TASK OBJECTIVE: Count the lines of the material below that contain the string "black", with case treated as significant. Reply with the number alone.

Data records
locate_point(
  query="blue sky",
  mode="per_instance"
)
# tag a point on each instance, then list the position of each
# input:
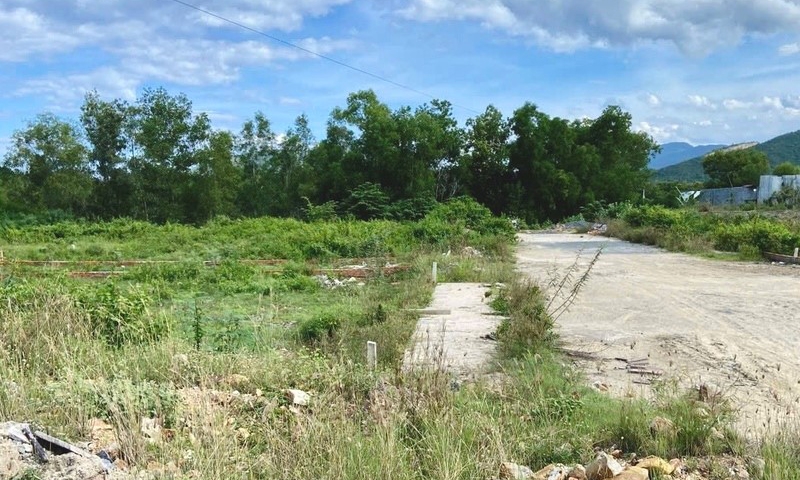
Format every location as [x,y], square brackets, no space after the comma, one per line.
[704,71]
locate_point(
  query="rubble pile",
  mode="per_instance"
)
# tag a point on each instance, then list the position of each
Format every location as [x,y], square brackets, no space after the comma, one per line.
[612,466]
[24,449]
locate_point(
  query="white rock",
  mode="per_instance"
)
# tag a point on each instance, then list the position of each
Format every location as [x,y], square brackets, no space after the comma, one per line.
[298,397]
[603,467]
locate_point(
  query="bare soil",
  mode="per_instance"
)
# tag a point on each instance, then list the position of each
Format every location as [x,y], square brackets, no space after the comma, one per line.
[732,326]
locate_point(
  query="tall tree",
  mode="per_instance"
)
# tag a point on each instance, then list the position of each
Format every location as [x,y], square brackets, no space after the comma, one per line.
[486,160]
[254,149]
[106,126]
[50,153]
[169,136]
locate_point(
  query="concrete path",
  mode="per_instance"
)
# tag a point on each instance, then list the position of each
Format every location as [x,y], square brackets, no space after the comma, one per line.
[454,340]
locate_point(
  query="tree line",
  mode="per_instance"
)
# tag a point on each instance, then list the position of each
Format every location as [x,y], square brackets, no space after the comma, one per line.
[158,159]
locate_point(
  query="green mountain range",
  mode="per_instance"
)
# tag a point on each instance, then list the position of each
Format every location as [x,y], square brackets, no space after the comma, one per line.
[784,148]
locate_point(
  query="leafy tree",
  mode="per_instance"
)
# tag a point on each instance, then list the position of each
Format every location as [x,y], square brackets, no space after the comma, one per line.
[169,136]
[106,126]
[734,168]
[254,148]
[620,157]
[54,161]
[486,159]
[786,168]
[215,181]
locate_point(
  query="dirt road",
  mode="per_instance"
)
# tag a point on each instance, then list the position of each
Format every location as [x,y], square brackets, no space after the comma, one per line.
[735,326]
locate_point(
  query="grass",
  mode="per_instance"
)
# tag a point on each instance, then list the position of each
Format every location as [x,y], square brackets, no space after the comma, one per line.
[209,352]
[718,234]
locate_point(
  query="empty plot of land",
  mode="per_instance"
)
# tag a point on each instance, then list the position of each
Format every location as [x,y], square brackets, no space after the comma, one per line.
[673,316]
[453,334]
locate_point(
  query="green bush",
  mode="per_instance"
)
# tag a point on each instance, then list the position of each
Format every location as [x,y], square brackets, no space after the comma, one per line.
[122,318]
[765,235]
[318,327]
==
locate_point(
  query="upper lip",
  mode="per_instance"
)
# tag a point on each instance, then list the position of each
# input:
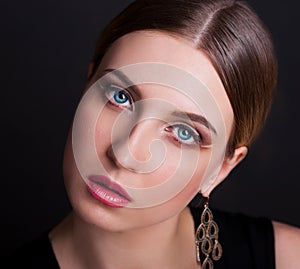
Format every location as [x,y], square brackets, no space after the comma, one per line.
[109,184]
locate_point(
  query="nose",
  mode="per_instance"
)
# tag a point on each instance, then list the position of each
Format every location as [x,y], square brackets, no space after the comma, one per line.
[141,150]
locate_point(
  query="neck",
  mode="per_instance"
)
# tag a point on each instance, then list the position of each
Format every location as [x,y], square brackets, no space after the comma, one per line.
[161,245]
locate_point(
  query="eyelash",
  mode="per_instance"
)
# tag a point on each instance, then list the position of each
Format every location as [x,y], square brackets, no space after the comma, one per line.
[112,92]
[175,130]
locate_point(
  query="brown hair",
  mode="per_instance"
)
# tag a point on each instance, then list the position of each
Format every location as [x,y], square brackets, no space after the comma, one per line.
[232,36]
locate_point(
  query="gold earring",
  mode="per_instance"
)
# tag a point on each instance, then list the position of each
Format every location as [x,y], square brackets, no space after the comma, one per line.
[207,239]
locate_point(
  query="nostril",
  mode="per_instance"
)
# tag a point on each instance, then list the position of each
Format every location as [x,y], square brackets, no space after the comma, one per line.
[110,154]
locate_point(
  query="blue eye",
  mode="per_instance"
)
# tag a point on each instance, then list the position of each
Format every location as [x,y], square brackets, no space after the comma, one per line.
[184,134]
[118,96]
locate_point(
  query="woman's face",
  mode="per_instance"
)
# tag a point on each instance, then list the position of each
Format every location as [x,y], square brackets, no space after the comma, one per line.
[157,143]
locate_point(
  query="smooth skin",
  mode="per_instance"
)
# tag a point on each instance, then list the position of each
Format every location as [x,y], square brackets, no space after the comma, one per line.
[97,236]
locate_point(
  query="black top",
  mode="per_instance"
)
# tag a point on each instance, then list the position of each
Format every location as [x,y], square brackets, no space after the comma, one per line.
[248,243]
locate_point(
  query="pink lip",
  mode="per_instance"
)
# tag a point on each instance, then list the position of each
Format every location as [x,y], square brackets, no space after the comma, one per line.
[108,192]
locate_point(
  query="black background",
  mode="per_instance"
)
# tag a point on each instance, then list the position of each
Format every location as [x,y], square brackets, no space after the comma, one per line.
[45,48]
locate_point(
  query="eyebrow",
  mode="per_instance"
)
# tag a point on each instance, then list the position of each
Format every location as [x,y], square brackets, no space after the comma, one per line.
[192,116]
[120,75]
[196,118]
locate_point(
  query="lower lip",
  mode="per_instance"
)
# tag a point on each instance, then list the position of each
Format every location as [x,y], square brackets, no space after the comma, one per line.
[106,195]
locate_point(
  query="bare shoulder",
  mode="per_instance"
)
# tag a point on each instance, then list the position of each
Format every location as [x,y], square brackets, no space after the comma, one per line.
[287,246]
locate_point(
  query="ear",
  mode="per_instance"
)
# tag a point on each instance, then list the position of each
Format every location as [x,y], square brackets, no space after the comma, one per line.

RESPONSE TO THE EXERCISE: 2